#### [Goal]
Can you write out the whole listing exactly?

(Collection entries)
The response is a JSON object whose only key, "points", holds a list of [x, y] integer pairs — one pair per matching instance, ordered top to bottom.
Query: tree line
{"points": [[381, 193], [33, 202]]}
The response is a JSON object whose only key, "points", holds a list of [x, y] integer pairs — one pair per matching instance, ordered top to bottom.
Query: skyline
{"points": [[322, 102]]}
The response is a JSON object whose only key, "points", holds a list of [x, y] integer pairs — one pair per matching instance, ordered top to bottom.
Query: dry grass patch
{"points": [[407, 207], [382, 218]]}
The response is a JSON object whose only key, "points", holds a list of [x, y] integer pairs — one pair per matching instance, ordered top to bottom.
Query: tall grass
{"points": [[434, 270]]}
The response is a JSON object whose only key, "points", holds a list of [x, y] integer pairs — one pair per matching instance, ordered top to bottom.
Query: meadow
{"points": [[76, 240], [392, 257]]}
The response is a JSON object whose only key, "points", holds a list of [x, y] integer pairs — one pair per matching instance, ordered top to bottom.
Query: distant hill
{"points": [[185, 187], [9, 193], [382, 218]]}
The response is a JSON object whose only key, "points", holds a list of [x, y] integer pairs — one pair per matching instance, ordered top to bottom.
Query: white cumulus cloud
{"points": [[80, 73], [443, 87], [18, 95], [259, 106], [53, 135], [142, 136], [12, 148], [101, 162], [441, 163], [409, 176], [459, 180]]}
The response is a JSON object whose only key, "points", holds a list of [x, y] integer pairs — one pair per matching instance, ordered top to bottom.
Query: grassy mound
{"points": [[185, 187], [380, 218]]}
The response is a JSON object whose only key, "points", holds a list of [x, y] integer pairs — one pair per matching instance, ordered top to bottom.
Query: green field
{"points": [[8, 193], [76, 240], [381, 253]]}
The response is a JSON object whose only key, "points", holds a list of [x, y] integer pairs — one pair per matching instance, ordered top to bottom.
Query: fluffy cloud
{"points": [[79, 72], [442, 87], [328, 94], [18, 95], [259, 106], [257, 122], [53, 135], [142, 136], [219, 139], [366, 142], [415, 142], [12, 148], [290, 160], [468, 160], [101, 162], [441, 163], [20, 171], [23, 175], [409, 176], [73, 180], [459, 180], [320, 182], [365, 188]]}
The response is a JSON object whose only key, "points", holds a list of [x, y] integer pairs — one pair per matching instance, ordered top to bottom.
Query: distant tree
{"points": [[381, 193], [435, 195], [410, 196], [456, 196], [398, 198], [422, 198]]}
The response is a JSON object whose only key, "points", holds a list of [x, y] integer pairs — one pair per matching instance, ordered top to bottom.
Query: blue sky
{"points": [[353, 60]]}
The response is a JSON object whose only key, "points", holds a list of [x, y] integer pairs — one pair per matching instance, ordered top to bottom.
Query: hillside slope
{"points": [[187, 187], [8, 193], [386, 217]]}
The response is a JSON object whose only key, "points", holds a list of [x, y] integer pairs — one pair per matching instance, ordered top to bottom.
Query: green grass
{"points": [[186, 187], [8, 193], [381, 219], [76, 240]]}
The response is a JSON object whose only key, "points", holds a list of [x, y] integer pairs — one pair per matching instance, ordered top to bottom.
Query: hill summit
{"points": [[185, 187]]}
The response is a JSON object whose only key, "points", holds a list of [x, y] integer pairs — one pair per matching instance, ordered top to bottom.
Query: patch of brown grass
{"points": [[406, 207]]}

#### [Result below]
The response is a JSON object whose only key, "points", holds a list of [x, y] integer pairs — one pair per matching instance, ordered top to bottom.
Query: tree line
{"points": [[381, 193], [33, 202]]}
The response is a JSON object whose only key, "points", holds a list of [x, y] integer pairs — one pair per matching instance, ordered top to bottom.
Query: skyline
{"points": [[322, 102]]}
The response is a JSON object whose only key, "points", holds a list of [x, y] integer pairs — one pair per matching instance, ordered top to bottom.
Query: dry grass patch
{"points": [[407, 207], [382, 218]]}
The response is a JSON object whose only key, "points", holds a list of [x, y] integer pairs — one pair per matching instance, ordered top to bottom.
Query: tall grass
{"points": [[434, 270]]}
The response is a JSON object whose only key, "points", holds a list of [x, y] integer pairs — one pair per matching instance, ordered top to bottom.
Query: meadow
{"points": [[76, 240], [392, 257]]}
The response is a JSON object whose only key, "points", holds a list of [x, y] integer pairs — one pair per matching instance, ordered top to bottom.
Query: distant hill
{"points": [[185, 187], [9, 193], [382, 218]]}
The response is a JSON object whose only key, "points", holds a list of [x, y] integer pairs — one pair per matching instance, ordered top to bottom.
Query: white cumulus cloud
{"points": [[80, 73], [443, 87], [18, 95], [259, 106], [53, 135], [142, 136], [12, 148], [101, 162], [441, 163], [409, 176], [459, 180]]}
The response is a JSON object whose only key, "points", holds a list of [x, y] integer pairs — one pair per matching instance, ordered top to bottom.
Query: grassy mound
{"points": [[185, 187], [380, 218]]}
The response is a JSON object whose only key, "points", holds a list of [x, y] integer pairs — one pair per matching instance, ordered top to bottom.
Query: green field
{"points": [[8, 193], [76, 240], [381, 253]]}
The response is a JSON object whose only key, "points", holds a list of [x, y] integer pairs — one pair per matching instance, ordered top to bottom.
Query: fluffy cloud
{"points": [[79, 72], [442, 87], [328, 94], [18, 95], [259, 106], [257, 122], [53, 135], [142, 136], [219, 139], [366, 142], [415, 142], [12, 148], [290, 160], [468, 160], [101, 162], [441, 163], [20, 171], [23, 175], [409, 176], [73, 180], [459, 180], [320, 182], [365, 188]]}
The response is a JSON object whose only key, "points", holds a list of [x, y] integer pairs — one pair per matching instance, ordered top to bottom.
Query: distant tree
{"points": [[381, 193], [435, 195], [410, 196], [456, 196], [398, 198], [422, 198]]}
The response is a JSON object whose only key, "points", holds a list of [x, y] integer pairs — one pair per matching instance, ordered top to bottom.
Query: blue sky
{"points": [[353, 60]]}
The response is a JSON object whose only key, "points", holds a list of [x, y] integer pairs — one pair per matching instance, ordered top to bottom.
Query: hillside slope
{"points": [[187, 187], [8, 193], [386, 217]]}
The response is a JSON object whose only key, "points", holds a list of [x, y] integer pairs — one pair per matching instance, ordered top to bottom.
Query: green grass
{"points": [[186, 187], [8, 193], [381, 219], [76, 240]]}
The response is a JSON object whose only key, "points", holds a list of [x, y] integer pairs — one pair per matching instance, ordered top to bottom.
Query: hill summit
{"points": [[185, 187]]}
The response is a JSON object whose only key, "points", holds a list of [x, y] integer pairs — one pair per matching instance, ordered top to bottom.
Query: patch of brown grass
{"points": [[406, 207]]}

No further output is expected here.